[[ EXTRACT, beginning ]]

Annual literary convention in India

Nikhil Bharat Banga Sahitya Sammelan (in Bangla: নিখিল ভারত বঙ্গ সাহিত্য সম্মেলন; All India Bengali Literary Conference) is an annual convention of Bengali literary personages of India, held annually. The first annual conference (then, Prabasi Banga-Sahitya Sammelan)(প্রবাসী বঙ্গ-সাহিত্য সম্মেলন) was held in Banaras at Central Hindu Boys School in 1923 and was presided over by Rabindranath Tagore. People interested in knowing about the details of it conference can get the details from a widely acclaimed book named,'সভাপতির অভিভাষণ: প্রবাসী বঙ্গ সাহিত‍্য সম্মেলন'written by Dr Amarnath Karan(lalmati Prakasani).

The first sponsors were distinguished 'Bengalis living outside Bengal' (Prabasis) like Atul Prasad Sen, Radhakamal Mukherjee, Kedar Nath Bandyopadhyay, Mahendra Chandra Roy et al.

[[ EXTRACT, end ]]
[[ INPUT DATA, beginning ]]

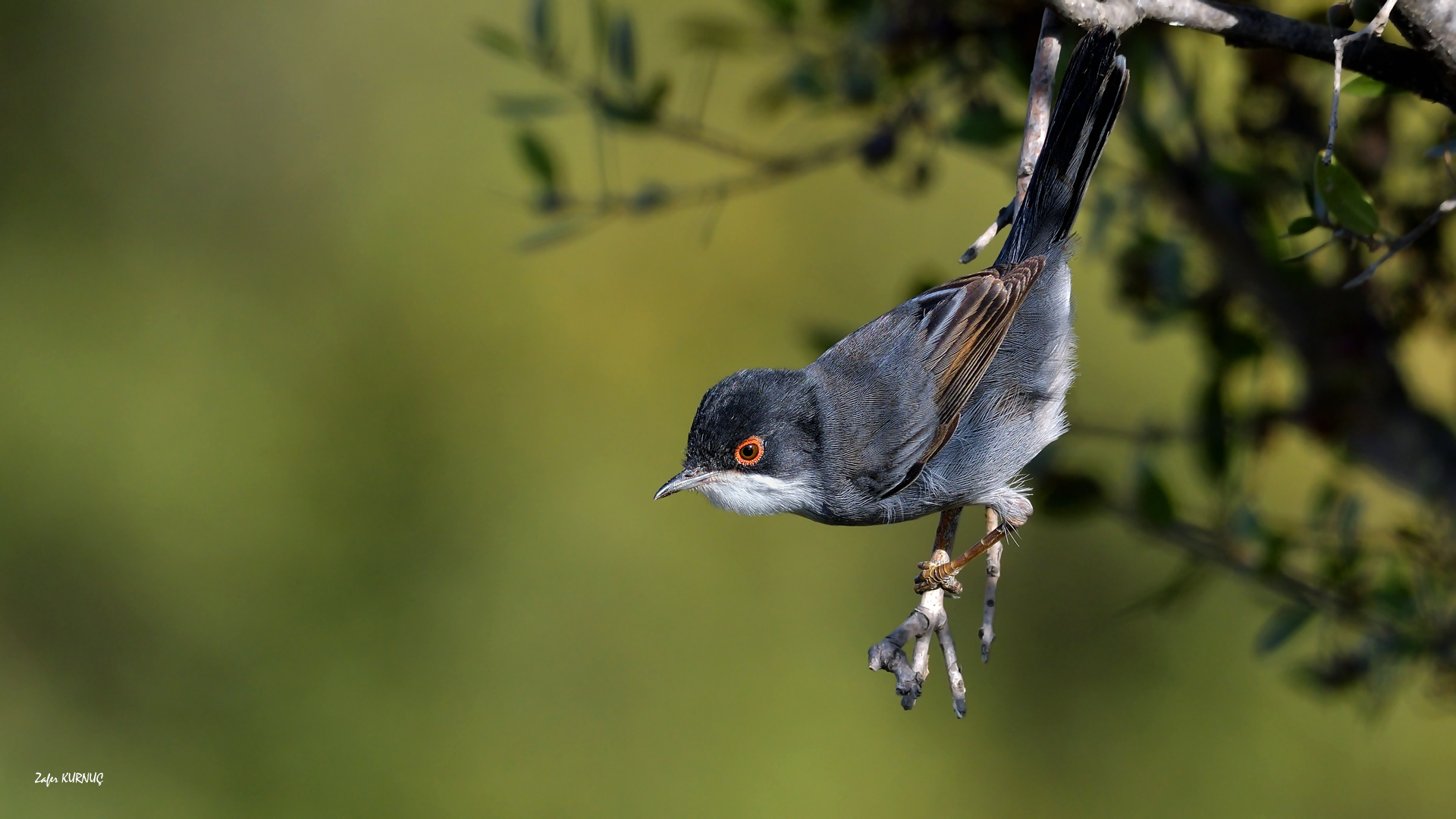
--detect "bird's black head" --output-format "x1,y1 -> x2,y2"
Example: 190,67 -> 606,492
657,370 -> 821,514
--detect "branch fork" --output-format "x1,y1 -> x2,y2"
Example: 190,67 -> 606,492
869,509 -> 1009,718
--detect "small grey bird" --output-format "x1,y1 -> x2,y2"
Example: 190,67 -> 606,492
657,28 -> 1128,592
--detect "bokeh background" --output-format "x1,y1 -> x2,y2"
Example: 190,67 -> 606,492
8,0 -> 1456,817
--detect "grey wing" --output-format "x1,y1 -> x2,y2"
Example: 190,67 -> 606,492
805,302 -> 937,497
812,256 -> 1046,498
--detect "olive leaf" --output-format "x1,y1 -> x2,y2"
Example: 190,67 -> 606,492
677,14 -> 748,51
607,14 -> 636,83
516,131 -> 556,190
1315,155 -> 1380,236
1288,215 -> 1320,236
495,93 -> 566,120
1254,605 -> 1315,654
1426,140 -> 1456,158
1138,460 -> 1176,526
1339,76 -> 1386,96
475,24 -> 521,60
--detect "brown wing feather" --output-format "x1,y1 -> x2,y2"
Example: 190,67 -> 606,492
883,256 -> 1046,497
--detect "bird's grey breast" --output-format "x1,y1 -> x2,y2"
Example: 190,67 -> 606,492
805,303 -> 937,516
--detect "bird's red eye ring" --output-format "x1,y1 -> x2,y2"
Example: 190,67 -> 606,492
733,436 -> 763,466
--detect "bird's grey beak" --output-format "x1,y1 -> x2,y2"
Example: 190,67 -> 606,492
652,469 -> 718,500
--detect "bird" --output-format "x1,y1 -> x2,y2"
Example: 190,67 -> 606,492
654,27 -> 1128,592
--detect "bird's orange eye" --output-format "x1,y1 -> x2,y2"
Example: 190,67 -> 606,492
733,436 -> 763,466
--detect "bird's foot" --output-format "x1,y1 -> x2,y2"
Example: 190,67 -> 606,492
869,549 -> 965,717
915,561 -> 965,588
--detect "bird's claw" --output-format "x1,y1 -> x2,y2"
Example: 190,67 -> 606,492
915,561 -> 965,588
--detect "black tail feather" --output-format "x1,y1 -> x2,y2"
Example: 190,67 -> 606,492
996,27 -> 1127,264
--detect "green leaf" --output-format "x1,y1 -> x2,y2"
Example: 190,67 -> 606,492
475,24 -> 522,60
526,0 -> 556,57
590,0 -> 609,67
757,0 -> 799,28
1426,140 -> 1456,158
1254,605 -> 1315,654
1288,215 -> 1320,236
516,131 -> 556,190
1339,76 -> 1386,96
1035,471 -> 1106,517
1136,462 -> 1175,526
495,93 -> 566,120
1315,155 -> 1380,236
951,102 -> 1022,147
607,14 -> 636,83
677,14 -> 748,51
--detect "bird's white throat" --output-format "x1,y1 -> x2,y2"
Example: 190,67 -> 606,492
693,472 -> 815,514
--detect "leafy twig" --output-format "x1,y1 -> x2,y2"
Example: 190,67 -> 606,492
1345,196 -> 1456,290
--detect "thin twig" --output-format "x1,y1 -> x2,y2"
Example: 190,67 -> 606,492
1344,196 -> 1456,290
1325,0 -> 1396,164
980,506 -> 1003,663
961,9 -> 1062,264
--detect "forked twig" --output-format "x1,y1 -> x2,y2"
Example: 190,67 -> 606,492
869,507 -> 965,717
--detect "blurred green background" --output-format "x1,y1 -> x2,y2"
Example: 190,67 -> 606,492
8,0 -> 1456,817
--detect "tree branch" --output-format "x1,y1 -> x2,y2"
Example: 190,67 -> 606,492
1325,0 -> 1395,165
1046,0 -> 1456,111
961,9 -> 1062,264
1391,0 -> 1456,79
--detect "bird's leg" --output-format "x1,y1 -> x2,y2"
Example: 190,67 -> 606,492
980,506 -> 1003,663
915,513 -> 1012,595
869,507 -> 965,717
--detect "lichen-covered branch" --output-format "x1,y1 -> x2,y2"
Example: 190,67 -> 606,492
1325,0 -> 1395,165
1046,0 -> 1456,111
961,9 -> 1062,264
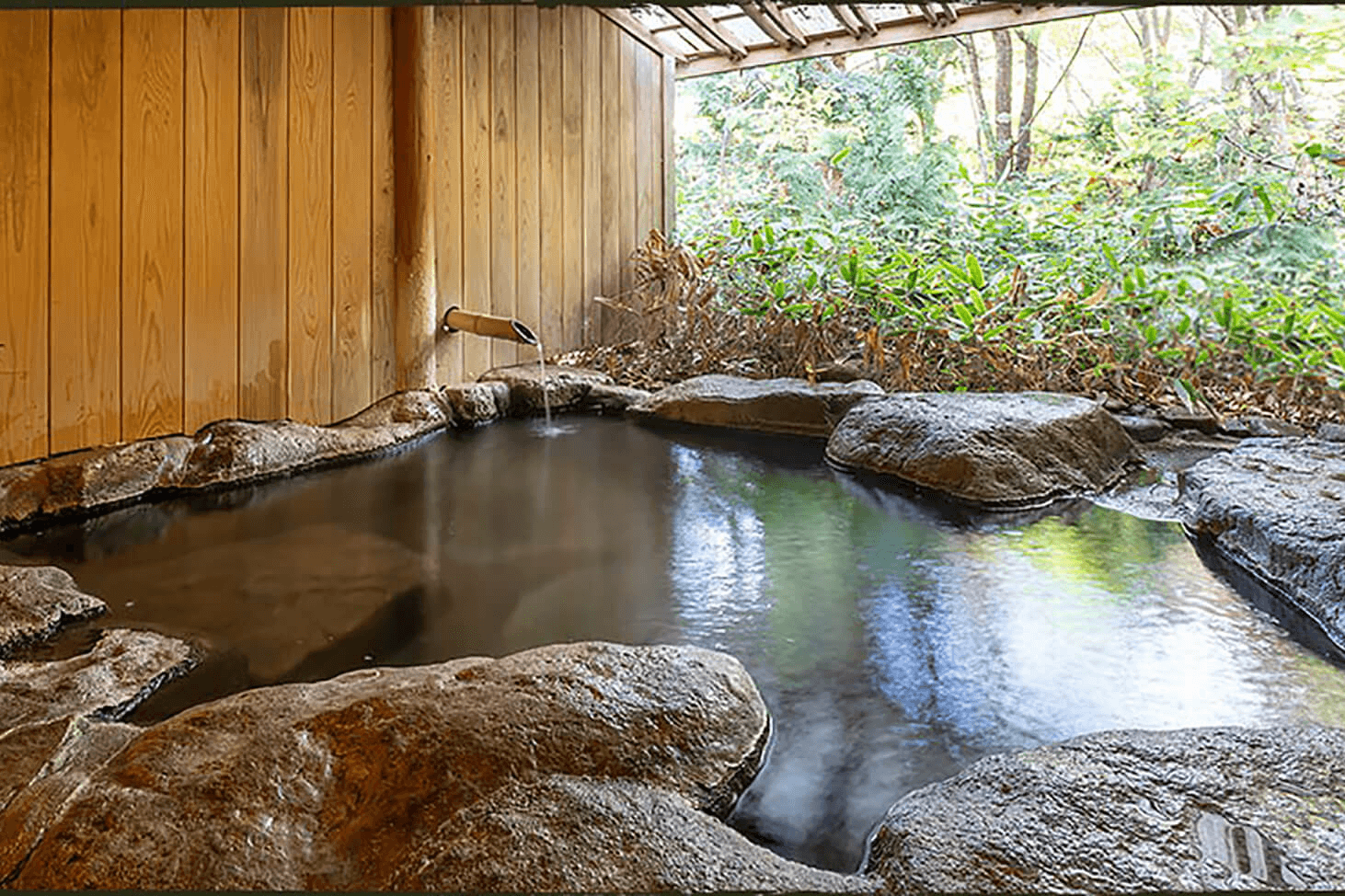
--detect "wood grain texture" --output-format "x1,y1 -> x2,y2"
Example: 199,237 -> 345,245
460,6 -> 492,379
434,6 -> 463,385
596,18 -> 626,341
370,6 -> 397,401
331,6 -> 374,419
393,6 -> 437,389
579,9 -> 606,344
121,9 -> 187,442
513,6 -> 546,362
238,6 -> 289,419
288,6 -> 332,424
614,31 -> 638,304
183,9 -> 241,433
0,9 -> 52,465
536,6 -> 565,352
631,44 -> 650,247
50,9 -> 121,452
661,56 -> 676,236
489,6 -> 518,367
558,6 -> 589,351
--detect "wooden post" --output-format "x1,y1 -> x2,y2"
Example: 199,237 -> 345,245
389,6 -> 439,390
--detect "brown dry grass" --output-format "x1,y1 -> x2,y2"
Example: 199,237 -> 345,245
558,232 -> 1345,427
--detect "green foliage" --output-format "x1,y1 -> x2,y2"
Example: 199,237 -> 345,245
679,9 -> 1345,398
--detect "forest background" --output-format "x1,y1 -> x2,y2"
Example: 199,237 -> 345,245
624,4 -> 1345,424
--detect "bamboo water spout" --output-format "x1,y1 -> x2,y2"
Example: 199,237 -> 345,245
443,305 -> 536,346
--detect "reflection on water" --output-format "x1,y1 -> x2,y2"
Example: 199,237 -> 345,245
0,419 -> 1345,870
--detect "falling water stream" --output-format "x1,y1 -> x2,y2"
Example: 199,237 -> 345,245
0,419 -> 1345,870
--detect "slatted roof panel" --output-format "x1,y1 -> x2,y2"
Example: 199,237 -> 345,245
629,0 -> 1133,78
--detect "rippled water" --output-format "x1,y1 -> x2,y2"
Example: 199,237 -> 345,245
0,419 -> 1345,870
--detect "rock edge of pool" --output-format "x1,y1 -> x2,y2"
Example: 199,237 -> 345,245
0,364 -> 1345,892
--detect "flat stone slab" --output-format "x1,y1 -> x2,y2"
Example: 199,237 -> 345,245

[[ INPUT DATA, end ]]

**TASK STATEMENT**
According to the text on the All India Bengali Literary Conference, where was the first annual conference held?

**SOLVED EXERCISE**
At Central Hindu Boys School in Banaras.